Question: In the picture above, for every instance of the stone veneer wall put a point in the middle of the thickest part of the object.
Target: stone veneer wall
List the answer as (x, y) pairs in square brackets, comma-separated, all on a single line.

* * *

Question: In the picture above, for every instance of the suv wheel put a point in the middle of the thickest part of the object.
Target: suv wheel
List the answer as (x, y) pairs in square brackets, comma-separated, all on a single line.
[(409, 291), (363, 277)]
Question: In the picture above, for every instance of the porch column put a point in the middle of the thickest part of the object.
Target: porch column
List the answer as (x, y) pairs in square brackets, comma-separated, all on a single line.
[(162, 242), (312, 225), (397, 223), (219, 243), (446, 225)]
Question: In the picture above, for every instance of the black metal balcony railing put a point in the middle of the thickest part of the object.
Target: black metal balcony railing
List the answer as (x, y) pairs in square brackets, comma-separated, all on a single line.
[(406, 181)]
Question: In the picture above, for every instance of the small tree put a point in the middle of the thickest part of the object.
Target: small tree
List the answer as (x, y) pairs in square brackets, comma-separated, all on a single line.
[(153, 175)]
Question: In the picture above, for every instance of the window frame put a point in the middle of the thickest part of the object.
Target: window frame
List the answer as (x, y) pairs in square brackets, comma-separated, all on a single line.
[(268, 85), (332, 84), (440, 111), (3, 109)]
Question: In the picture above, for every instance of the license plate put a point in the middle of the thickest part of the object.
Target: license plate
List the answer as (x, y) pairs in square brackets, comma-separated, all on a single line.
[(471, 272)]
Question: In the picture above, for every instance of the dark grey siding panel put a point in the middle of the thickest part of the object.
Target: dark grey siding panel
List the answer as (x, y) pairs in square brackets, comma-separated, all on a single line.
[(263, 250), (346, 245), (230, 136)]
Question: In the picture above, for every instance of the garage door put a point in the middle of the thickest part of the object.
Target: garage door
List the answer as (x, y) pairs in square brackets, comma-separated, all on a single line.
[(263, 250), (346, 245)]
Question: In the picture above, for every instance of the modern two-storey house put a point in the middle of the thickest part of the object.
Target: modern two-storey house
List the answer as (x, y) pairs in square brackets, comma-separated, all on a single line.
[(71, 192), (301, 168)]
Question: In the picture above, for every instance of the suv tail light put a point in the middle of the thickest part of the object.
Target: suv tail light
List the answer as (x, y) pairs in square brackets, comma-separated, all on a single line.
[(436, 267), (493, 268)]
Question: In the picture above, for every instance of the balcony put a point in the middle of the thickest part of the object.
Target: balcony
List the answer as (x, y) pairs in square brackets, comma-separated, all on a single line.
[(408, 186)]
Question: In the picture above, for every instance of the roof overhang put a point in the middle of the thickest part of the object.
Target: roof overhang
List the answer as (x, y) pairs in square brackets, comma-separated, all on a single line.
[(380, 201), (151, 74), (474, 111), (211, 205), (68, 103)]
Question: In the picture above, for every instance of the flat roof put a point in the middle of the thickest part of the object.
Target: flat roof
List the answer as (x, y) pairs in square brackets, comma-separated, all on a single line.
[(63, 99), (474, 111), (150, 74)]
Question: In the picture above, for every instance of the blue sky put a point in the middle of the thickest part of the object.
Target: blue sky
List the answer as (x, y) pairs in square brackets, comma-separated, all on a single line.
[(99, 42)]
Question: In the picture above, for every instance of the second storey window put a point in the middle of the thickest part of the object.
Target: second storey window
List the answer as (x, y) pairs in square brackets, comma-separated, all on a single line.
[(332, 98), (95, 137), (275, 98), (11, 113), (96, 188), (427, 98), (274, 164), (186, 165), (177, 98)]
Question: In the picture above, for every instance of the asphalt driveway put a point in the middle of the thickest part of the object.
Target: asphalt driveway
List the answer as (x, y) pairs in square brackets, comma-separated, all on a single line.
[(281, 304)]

* * *

- **TASK STATEMENT**
Give back only the stretch of data from the line containing "Question: In the picture above, for every instance of the small" through the line containing "[(71, 192), (301, 168)]", renaming "garage door" to "roll-up door" and leaving everything else unchanged.

- **SOLUTION FOR THIS EXERCISE**
Question: In the picture above, for every instance of the small tree put a point in the middle of the thickest part of the object.
Target: small tree
List the answer as (x, y) pairs in square brackets, comma-separated, all on a single line.
[(153, 175)]
Question: In the picture above, for every instance of the window frame put a point in the middle of the thickest part of the object.
Target: window frame
List the answer as (x, y) pairs in square brackets, comma-separated, all on a single line.
[(268, 85), (332, 84), (440, 111), (3, 109)]
Question: In the picture above, for every instance of the license plate put a point in the middle of the thickest part of the object.
Target: license plate
List the answer as (x, y) pairs in square brackets, comma-separated, all on a single line.
[(471, 272)]
Question: In the picture above, for every instance of the dark grey siding panel put a point in the middle of the thickest part of the object.
Target: dark grey siding panel
List the answer as (x, y) pairs in square brackets, comma-separated, all on a single line.
[(263, 250), (346, 245), (230, 136)]
Question: In the picture above, for every instance of the roll-up door put a point in the middle of the thickest part of the object.
Target: roll-up door
List the answer as (x, y) pairs in square brackets, comma-separated, all on a single line.
[(263, 250), (346, 245)]
Question: In the picture above, for every instance of the modern two-storey house put a point in the middle of the thickest part of the object.
Target: modern two-storey house
List the answer as (x, y) pairs in square brackets, comma-separated, all on a single line.
[(71, 192), (301, 168)]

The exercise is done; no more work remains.